Start of Data for this task

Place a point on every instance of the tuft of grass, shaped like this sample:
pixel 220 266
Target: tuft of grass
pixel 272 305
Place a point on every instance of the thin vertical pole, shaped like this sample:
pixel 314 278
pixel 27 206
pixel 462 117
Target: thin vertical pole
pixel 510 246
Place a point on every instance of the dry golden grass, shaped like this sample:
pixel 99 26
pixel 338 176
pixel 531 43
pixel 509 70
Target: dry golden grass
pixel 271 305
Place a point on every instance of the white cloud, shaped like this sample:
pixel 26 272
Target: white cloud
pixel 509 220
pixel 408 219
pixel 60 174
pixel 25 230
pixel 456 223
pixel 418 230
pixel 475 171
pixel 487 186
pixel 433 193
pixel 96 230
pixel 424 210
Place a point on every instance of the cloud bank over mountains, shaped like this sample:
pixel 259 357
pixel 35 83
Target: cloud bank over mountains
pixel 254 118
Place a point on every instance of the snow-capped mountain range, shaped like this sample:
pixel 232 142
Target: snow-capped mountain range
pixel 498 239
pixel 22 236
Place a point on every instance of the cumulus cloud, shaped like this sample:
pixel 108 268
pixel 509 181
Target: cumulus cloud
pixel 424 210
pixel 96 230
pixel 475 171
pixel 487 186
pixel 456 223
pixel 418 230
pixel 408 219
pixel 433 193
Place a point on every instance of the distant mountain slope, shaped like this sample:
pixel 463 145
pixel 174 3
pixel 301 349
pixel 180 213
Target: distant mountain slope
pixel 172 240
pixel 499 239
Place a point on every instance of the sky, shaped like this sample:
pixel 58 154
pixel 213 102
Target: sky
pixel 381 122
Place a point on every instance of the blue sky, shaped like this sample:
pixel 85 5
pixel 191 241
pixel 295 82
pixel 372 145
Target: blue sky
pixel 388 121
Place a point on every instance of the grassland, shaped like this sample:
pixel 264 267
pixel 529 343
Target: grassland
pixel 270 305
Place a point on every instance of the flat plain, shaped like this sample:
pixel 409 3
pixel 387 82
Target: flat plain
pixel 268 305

End of Data for this task
Start of Data for this task

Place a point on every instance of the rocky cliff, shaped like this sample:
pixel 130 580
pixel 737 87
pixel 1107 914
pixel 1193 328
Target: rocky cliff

End of Data for this task

■ Your assignment ■
Each line above from the one with "Place a point on every instance of the tuft" up to and including the one with "pixel 26 272" must be set down exactly, and no line outside that span may appear.

■ Task output ■
Place a point on every instance of the tuft of grass, shaped like this sample:
pixel 220 266
Target: tuft of grass
pixel 272 305
Place a point on every instance of the thin vertical pole, shaped like this sample:
pixel 314 278
pixel 27 206
pixel 462 117
Target: thin vertical pole
pixel 510 246
Place a point on every instance of the dry golden grass, shaped like this sample:
pixel 99 26
pixel 338 176
pixel 531 43
pixel 509 70
Target: dry golden grass
pixel 271 305
Place a point on every instance of the white cloud, shaped like this sample:
pixel 26 272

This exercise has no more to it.